Data -
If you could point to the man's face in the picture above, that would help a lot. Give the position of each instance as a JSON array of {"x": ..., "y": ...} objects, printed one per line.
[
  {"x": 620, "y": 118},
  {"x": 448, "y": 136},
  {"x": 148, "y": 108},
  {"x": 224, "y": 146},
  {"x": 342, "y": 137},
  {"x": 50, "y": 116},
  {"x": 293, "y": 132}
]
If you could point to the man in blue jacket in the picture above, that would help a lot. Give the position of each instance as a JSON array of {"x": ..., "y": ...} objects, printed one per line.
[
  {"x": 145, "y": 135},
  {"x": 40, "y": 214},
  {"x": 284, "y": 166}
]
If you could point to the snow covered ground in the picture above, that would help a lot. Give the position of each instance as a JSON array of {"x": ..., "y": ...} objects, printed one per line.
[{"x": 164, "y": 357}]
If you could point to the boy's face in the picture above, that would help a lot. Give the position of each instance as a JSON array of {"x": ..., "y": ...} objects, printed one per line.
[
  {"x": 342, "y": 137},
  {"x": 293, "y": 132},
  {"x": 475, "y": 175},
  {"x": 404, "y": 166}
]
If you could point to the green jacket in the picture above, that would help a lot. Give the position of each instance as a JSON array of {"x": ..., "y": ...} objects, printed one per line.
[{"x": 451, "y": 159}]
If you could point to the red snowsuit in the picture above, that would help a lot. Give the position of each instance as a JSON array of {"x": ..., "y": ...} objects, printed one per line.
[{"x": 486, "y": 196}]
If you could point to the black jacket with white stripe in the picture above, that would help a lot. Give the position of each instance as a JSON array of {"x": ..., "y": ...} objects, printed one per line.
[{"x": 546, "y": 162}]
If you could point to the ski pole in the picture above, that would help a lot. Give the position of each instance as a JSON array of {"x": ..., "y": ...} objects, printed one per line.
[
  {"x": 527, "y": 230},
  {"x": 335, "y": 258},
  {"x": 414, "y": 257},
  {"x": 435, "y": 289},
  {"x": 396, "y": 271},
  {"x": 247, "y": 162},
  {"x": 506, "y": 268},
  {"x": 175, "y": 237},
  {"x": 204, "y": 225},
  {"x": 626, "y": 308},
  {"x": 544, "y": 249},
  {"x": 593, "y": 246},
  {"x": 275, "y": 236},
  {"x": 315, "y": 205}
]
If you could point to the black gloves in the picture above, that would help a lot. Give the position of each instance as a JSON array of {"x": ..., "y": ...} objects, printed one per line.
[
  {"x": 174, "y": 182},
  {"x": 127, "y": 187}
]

Directions - The response must consist solely of the lines from the one with "If you could point to the black jacket" through the end of the listing above, copied exactly; please include the first and the last.

Response to the task -
If you could point to the black jacket with white stripe in the picture above, that would help a lot. Give the position of each instance as a JSON array of {"x": ..., "y": ...} objects, printed one per line.
[{"x": 546, "y": 162}]
If you could point to the ski pole in the picture above, that would help a lot. Give the position of each instance as a JSON array of {"x": ..., "y": ...} objects, printed one per line.
[
  {"x": 527, "y": 230},
  {"x": 335, "y": 258},
  {"x": 414, "y": 257},
  {"x": 435, "y": 289},
  {"x": 396, "y": 271},
  {"x": 247, "y": 162},
  {"x": 506, "y": 268},
  {"x": 175, "y": 237},
  {"x": 204, "y": 225},
  {"x": 626, "y": 308},
  {"x": 544, "y": 249},
  {"x": 593, "y": 246},
  {"x": 275, "y": 236},
  {"x": 315, "y": 205}
]
If you could point to the black gloves in the picture above, that would help a lot. Give the position of each instance as a JSON array of {"x": ..., "y": ...} objects, printed one per line.
[
  {"x": 174, "y": 182},
  {"x": 127, "y": 187}
]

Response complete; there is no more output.